> **Text segment**:
== == ==

Repurposed, small molecule kinase inhibitors, such as epidermal growth factor receptor (EGFR) inhibitors, as topical vaccine adjuvants.
- Improves immune response and efficacy of vaccines and vaccine candidates.
- Employs compounds that are already approved for human use.
In order to create long lasting protection from infection, many vaccines require the use of an adjuvant. Adjuvants for vaccines work to enhance the immune response particularly in cases where the vaccine alone is incapable of eliciting a sufficient response. Currently, there is growing interest in creating vaccines with higher efficacy, stronger safety profiles, and which provide longer-lasting protection. Adjuvants offer an avenue for improving these qualities in existing or new vaccines. One area where such adjuvants are of particular interest is influenza vaccines. Because clinical effectiveness in high-risk populations including the very young and the elderly is considerably lower (approximately 40%), there is a distinct need to improve the effectiveness of flu vaccines in these populations.
Adjuvants are often combined with a vaccine when the vaccine is unable to provide a sufficient immunological response in order to limit the required dose of the vaccine material while maintaining a similar response or to increase the response so that only a single vaccine is required rather than multiples. Emory researchers have found a new uses for topical kinase inhibitors such as those that are currently used systemically (by oral administration) in the treatment of cancer; specifically applying these compounds topically leads to increased production of cytokines and chemokines by skin cells and as a result increases the recruitment of immune cells such as antigen-presenting cells into the skin. As a result, this recruitment leads to an enhanced immune response to vaccination. Therefore these inhibitors may have untapped therapeutic value when used topically to increase protective immune responses to vaccination and in likely in other settings where enhanced local skin immunity is desired.
Proof of concept animal experiments completed using an influenza model. HA neutralizing antibody titers and protection against infection increased after topical application at the site of vaccination as compared to control.
Publication: Pollack BP. 2012. Oncoimmunology. 1: 71-74.

== == ==

> **Dataset excerpt**:
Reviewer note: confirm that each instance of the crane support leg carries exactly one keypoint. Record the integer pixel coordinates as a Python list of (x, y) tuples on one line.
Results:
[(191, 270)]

== == ==

> **Required work**:
In the text on kinase inhibitors as vaccine adjuvants, rewrite the paragraph beginning "In order to create long lasting protection" more briefly, keeping its main facts. The lines that come after the text can be left aside.

> **Solution for this problem**:
Many vaccines need an adjuvant to give long-lasting protection, because adjuvants boost the immune response when a vaccine alone cannot produce a sufficient one. Interest is growing in vaccines with higher efficacy, stronger safety profiles and longer-lasting protection, and adjuvants can improve these qualities in existing or new vaccines. Influenza vaccines are a key target: their clinical effectiveness is only about 40% in high-risk groups such as the very young and the elderly, so they need to work better in these populations.